> **Problem**: Read the lines below. Copy out any that hold the string "raised".

> **Data provided**:
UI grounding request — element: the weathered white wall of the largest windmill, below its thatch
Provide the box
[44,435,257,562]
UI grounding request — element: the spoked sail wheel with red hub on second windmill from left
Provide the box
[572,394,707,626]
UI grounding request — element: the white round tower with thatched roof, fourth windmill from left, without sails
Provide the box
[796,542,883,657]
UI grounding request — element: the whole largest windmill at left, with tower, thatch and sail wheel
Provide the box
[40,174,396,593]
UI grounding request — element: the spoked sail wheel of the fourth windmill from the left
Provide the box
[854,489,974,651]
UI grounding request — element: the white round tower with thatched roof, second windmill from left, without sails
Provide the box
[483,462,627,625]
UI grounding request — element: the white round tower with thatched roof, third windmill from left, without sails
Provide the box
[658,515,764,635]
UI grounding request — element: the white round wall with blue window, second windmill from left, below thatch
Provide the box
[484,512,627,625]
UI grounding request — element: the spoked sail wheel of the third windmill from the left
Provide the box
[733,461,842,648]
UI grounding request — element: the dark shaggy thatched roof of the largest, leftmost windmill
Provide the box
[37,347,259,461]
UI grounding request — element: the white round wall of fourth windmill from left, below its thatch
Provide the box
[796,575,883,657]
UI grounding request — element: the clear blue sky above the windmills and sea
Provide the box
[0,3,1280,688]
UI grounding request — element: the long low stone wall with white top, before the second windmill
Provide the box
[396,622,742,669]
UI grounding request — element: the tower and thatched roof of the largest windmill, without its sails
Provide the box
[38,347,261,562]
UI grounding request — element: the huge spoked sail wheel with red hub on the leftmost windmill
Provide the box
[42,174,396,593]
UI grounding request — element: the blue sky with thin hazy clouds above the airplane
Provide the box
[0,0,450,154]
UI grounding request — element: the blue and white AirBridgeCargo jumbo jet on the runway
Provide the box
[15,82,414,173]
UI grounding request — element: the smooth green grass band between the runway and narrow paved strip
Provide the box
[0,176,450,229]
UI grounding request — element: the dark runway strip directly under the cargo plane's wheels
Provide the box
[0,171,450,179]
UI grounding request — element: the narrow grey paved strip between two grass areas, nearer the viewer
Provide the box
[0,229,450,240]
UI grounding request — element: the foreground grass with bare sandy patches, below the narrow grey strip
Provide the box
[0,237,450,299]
--
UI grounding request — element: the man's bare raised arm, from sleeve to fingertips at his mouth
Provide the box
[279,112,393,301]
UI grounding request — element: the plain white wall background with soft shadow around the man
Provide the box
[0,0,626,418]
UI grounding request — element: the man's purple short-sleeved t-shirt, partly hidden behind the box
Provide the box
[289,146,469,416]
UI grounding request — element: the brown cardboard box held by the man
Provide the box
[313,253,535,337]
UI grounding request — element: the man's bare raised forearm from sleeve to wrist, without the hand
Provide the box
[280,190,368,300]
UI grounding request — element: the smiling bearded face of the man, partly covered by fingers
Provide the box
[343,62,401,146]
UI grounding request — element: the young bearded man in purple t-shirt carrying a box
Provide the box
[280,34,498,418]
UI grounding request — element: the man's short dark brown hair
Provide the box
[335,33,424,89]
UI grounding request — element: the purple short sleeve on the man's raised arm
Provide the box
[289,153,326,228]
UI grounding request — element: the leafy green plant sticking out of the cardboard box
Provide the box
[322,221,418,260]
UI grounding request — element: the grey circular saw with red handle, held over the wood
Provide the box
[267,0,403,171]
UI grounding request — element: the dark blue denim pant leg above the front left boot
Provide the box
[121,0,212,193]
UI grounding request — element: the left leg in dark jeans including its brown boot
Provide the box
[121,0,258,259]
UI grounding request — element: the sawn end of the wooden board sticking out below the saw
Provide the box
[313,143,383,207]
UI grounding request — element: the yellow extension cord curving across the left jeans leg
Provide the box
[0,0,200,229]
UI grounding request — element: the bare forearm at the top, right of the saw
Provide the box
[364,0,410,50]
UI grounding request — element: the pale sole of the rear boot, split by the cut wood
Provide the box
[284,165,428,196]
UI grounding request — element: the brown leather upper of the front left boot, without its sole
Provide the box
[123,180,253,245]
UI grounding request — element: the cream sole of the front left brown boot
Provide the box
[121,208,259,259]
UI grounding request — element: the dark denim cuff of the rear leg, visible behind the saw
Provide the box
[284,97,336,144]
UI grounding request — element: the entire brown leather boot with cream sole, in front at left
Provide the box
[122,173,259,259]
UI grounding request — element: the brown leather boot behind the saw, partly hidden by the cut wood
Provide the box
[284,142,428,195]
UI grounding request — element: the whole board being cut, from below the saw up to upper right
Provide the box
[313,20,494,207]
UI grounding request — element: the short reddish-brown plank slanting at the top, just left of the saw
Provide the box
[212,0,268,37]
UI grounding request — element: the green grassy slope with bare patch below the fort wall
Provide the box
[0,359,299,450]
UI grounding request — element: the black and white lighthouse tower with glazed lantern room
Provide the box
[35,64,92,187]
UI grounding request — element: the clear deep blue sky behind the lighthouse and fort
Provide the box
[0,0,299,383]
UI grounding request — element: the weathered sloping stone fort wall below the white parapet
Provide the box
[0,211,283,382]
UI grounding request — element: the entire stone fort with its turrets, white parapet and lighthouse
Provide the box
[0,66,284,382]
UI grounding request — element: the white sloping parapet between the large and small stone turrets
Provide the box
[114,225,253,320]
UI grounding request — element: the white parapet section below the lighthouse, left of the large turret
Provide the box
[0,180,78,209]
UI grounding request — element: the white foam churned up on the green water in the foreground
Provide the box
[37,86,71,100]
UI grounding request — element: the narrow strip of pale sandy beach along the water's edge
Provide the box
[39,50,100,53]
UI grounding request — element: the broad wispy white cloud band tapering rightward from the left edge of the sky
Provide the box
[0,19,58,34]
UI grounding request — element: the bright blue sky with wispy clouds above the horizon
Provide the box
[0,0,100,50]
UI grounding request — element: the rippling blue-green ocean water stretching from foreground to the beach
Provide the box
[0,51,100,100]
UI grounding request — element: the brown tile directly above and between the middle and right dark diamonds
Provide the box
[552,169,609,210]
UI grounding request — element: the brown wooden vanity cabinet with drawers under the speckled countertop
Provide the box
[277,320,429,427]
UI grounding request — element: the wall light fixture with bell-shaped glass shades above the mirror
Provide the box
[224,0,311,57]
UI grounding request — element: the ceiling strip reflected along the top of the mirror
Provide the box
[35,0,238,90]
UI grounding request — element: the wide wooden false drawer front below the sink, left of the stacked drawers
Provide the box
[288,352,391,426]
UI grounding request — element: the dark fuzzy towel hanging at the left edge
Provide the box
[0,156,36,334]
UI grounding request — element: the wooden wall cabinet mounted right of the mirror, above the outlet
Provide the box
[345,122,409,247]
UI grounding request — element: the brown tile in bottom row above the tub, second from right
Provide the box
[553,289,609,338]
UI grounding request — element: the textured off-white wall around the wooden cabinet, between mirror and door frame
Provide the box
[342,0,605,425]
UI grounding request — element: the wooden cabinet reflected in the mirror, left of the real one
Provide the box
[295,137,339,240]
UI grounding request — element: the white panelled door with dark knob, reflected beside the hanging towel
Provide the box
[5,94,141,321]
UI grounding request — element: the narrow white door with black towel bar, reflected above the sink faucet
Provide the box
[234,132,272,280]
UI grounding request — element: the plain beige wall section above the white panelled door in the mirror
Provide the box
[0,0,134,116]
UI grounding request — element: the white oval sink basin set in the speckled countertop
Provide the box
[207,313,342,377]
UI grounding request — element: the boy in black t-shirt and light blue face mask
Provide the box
...
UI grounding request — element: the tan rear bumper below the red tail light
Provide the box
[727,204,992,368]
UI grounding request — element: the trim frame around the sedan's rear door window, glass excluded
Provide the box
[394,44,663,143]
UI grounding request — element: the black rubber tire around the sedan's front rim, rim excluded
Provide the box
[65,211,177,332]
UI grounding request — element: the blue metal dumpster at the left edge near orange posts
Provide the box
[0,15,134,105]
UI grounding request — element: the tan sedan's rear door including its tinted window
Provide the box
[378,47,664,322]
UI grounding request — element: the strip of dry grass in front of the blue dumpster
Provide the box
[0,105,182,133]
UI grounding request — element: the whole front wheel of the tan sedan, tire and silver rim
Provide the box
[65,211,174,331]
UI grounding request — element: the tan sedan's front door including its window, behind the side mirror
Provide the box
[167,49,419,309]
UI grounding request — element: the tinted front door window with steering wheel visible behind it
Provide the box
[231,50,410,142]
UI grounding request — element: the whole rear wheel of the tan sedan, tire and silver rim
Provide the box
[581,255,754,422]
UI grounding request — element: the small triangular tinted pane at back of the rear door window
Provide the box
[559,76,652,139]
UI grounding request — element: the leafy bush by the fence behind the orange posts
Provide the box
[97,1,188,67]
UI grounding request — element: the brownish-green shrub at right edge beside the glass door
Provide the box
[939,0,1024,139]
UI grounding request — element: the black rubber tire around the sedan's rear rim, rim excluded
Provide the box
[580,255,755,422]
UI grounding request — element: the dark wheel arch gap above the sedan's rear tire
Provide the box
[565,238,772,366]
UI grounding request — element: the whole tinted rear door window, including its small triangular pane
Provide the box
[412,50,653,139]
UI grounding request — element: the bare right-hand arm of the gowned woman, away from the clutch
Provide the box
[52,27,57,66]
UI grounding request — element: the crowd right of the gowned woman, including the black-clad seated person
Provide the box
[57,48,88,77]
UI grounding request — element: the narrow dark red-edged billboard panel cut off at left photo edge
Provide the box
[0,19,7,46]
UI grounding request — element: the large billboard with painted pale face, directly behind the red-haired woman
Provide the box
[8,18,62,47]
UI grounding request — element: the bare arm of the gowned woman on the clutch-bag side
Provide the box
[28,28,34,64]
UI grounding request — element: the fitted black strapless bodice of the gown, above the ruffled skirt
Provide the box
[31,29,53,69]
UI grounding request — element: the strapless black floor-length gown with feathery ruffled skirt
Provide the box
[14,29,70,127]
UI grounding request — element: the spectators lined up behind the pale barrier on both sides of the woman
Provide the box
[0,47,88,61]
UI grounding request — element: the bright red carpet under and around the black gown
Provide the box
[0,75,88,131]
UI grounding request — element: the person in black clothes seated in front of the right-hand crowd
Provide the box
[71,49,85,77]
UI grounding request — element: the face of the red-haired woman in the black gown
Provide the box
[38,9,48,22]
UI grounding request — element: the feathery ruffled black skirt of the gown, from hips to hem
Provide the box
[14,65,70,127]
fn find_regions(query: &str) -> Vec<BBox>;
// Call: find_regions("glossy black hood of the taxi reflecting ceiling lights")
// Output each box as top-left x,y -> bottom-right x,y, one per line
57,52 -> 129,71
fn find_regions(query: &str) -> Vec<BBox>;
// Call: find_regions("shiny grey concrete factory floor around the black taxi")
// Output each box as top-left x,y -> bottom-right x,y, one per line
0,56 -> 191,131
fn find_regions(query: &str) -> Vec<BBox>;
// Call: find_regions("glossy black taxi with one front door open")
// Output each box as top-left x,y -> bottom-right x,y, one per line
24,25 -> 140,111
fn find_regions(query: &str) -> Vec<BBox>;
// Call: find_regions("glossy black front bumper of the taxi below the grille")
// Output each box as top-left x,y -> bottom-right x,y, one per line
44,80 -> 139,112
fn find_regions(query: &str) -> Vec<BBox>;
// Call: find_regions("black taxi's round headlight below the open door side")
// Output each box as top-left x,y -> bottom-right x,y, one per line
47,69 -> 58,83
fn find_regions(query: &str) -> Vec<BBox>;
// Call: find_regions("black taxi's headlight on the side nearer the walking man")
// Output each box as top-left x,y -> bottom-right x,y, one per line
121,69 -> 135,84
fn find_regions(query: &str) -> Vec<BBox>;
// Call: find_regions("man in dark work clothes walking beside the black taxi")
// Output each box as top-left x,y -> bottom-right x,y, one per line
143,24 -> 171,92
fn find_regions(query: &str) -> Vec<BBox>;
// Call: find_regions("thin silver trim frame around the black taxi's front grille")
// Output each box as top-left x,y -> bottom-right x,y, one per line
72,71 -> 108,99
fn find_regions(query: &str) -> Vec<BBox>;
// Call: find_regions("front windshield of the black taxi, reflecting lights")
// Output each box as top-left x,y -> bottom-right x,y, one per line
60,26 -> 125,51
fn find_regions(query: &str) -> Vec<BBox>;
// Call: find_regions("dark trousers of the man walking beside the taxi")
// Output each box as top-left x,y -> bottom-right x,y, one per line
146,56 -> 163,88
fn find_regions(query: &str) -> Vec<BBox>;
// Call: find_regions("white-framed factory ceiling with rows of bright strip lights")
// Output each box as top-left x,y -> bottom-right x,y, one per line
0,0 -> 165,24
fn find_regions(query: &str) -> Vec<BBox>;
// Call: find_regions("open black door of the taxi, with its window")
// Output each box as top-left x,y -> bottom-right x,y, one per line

> **Response area**:
UI grounding request — element: the man's bare raised arm, from sleeve to fingertips at his mouth
UI grounding request — element: the man's bare raised forearm from sleeve to wrist, without the hand
UI grounding request — element: the purple short sleeve on the man's raised arm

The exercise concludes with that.